Two days later, regulators also shut down Signature Bank (SBNY), which was also facing a bank run

The other link between SVB and Signature Bank is that a large majority of their deposits were uninsured, in other words a large part of the accounts had more than $250,000.

The Federal Deposit Insurance Corporation guarantees deposits up to a limit of $250,000.

In a chart, the legendary investor also shows the firms with the most unrealized losses in their portfolios of Treasury bonds and municipal bonds.

Concerns currently revolve around First Republic Bank. But legendary investor Michael Burry has also sounded the alarm on Comerica CMA, the only other bank solidly in the upper right quadrant where both of these measures are above the median. 

It appears from the chart/guide, as Burry called it, that Silicon Valley Bank and Signature Bank in New York -- two banks closed by regulators -- were the institutions that had the most uninsured deposits. That means customers holding more than the FDIC insurance limit $250,000 in their accounts. 

First Republic is the No. 3 bank most dependent on wealthy customers. If we look at the banks with more than the median 30% in unrealized losses -- Comerica, U.S. Bancorp and Key Bank have among the next highest percentage of uninsured deposits, according to the chart.

At the same time, Comerica's unrealized losses represent 40% of its common equity tier 1 capital, which is a bank's highest-quality capital because it is fully available to cover losses. This percentage is even higher at US Bancorp and Key Bank.

• [Set exercise 1]
Write out the passage on the bank failures and uninsured deposits word for word, in full.

• [Records supplied]
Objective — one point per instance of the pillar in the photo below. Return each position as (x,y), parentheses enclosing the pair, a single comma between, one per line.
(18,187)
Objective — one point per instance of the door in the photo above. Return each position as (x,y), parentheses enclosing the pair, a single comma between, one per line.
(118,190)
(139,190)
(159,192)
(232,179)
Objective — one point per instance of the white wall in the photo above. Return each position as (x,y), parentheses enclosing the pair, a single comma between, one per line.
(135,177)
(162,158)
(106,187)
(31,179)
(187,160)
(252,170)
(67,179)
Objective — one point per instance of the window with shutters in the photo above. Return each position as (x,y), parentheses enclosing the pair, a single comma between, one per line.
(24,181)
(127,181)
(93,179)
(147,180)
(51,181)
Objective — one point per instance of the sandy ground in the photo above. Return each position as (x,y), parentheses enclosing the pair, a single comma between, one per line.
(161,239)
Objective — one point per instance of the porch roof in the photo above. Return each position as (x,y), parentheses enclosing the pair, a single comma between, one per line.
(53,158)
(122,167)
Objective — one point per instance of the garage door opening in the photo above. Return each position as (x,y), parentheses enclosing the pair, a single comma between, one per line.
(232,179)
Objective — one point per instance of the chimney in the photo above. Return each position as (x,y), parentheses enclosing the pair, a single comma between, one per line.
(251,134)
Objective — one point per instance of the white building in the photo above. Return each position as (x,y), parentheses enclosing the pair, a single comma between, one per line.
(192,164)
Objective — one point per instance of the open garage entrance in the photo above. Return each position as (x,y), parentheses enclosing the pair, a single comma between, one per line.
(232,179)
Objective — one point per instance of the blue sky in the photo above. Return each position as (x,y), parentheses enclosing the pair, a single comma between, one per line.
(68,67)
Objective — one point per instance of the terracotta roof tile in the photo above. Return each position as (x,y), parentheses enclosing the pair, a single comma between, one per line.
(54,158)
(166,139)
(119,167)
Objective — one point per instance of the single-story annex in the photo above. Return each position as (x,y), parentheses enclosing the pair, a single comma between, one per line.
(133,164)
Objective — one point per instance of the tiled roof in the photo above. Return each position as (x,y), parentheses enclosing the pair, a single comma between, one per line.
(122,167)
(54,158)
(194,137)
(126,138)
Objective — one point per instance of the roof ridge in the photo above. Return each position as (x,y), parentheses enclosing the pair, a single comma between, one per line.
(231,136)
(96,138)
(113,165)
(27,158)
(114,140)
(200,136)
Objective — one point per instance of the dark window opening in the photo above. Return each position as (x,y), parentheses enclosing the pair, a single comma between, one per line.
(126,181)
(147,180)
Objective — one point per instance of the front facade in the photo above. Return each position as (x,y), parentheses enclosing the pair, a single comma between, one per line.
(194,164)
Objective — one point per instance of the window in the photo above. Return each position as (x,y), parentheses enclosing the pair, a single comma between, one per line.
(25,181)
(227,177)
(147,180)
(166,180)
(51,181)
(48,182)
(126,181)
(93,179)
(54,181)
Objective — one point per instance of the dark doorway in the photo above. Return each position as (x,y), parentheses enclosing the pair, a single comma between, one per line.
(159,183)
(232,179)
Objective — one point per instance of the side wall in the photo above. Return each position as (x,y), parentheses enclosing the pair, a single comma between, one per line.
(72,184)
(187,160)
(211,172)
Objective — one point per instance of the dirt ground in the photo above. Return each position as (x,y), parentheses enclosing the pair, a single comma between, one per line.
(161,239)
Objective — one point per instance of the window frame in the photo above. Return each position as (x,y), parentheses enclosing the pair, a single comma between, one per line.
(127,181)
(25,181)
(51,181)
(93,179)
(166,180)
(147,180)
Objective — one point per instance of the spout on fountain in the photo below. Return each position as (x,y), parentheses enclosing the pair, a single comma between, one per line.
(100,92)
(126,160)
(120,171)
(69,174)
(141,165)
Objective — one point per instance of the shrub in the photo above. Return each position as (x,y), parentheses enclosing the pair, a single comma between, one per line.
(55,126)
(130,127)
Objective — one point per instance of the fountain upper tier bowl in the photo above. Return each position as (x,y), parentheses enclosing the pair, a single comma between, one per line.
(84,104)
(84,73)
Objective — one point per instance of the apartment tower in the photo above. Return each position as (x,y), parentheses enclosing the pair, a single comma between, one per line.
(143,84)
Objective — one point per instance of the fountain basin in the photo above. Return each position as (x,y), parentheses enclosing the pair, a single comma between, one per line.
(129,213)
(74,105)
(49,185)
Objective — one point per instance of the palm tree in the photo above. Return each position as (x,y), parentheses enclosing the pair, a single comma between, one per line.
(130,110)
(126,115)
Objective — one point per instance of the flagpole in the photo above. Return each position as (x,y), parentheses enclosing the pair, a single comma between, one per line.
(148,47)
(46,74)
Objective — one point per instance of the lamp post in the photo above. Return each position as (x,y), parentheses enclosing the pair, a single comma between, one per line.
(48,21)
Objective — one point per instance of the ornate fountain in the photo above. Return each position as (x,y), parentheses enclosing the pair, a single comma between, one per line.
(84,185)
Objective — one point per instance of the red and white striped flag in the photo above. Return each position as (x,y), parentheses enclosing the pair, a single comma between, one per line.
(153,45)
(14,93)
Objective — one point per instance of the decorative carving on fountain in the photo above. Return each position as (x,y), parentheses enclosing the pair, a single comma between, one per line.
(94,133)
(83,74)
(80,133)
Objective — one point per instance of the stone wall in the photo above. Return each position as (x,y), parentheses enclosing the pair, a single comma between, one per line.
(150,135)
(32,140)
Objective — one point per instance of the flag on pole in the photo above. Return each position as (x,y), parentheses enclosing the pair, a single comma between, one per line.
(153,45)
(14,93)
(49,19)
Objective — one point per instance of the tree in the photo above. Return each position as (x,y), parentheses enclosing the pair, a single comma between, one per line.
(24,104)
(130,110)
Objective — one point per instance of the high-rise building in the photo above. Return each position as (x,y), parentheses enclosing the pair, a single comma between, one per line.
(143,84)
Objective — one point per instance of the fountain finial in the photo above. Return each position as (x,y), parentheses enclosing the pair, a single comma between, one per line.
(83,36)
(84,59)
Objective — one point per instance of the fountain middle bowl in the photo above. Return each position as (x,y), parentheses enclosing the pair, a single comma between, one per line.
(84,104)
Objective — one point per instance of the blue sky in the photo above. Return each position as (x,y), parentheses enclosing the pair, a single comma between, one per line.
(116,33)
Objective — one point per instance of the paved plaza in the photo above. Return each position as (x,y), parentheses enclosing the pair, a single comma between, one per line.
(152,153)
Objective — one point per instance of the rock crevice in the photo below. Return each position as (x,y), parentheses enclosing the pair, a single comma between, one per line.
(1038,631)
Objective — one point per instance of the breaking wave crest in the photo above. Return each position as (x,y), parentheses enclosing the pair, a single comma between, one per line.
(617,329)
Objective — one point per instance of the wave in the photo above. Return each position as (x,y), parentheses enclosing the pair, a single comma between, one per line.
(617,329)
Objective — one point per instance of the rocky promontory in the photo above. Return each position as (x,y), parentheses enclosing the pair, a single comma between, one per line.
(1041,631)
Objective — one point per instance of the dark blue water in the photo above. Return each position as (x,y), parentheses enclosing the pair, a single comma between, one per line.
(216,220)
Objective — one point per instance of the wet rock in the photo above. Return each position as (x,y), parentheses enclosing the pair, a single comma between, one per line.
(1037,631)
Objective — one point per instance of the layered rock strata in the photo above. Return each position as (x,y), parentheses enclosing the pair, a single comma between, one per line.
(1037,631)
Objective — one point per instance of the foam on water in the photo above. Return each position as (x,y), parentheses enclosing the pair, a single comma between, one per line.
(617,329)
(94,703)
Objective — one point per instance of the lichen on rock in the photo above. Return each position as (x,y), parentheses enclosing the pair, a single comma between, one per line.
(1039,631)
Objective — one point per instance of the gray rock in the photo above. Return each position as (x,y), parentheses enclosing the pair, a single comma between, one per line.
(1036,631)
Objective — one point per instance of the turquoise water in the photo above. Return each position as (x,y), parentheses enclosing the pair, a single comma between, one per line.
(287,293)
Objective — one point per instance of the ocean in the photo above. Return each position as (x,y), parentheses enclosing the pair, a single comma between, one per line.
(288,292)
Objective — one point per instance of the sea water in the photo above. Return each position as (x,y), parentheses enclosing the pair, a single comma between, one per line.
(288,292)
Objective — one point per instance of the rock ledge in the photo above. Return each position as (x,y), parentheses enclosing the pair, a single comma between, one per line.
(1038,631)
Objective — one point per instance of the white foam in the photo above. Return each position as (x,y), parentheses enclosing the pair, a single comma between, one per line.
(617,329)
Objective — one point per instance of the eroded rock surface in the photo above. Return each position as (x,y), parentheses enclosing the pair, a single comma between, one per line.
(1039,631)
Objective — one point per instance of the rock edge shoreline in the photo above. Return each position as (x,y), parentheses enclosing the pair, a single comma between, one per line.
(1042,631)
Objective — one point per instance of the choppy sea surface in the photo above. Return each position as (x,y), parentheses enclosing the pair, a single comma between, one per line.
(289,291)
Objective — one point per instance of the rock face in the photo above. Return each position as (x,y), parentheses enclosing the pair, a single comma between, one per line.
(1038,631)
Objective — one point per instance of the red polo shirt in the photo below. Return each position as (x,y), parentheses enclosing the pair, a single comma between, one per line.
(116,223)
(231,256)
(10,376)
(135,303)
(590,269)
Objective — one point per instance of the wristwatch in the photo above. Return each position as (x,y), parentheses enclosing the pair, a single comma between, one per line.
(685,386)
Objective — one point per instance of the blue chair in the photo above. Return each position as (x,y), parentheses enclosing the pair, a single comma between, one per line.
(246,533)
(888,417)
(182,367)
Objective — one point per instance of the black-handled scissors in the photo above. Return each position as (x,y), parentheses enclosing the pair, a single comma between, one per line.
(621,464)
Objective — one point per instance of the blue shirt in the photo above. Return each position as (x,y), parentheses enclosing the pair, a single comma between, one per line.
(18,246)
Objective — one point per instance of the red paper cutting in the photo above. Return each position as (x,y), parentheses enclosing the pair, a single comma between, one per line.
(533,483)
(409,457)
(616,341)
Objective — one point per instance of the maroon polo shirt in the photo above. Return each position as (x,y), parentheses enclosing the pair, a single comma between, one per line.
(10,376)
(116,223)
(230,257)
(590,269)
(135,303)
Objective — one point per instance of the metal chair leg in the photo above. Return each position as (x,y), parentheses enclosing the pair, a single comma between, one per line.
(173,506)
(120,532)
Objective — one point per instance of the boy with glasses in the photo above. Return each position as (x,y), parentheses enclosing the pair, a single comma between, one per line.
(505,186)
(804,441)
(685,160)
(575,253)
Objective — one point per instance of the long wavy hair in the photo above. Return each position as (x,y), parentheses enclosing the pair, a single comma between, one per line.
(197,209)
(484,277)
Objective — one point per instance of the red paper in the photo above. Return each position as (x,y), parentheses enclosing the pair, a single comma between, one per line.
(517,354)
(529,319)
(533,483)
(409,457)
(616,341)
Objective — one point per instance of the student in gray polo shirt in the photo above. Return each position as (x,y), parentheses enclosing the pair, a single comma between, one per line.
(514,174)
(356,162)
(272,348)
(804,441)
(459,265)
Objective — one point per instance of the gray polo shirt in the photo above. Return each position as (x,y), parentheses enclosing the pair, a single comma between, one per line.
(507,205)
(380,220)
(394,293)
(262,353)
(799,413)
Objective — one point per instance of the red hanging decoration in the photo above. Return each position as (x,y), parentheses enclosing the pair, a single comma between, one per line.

• [Set exercise 2]
Multiply every coordinate in the answers by 2.5 and round to whole numbers, rounding halves up. Give the lines of the listing again, requests included, starting at the line containing "Objective — one point per instance of the gray polo" and ending at the last line of the listing, both included.

• [Exercise response 1]
Two days later, regulators also shut down Signature Bank (SBNY), which was also facing a bank run

The other link between SVB and Signature Bank is that a large majority of their deposits were uninsured, in other words a large part of the accounts had more than $250,000.

The Federal Deposit Insurance Corporation guarantees deposits up to a limit of $250,000.

In a chart, the legendary investor also shows the firms with the most unrealized losses in their portfolios of Treasury bonds and municipal bonds.

Concerns currently revolve around First Republic Bank. But legendary investor Michael Burry has also sounded the alarm on Comerica CMA, the only other bank solidly in the upper right quadrant where both of these measures are above the median. 

It appears from the chart/guide, as Burry called it, that Silicon Valley Bank and Signature Bank in New York -- two banks closed by regulators -- were the institutions that had the most uninsured deposits. That means customers holding more than the FDIC insurance limit $250,000 in their accounts. 

First Republic is the No. 3 bank most dependent on wealthy customers. If we look at the banks with more than the median 30% in unrealized losses -- Comerica, U.S. Bancorp and Key Bank have among the next highest percentage of uninsured deposits, according to the chart.

At the same time, Comerica's unrealized losses represent 40% of its common equity tier 1 capital, which is a bank's highest-quality capital because it is fully available to cover losses. This percentage is even higher at US Bancorp and Key Bank.

• [Exercise response 2]
Objective — one point per instance of the gray polo shirt in the photo above. Return each position as (x,y), parentheses enclosing the pair, a single comma between, one per line.
(1268,513)
(950,550)
(985,733)
(655,883)
(1998,1033)
Objective — one point per instance of the red hanging decoration in the photo above. Return each position as (x,y), parentheses enclosing the pair, a single comma between, one per line.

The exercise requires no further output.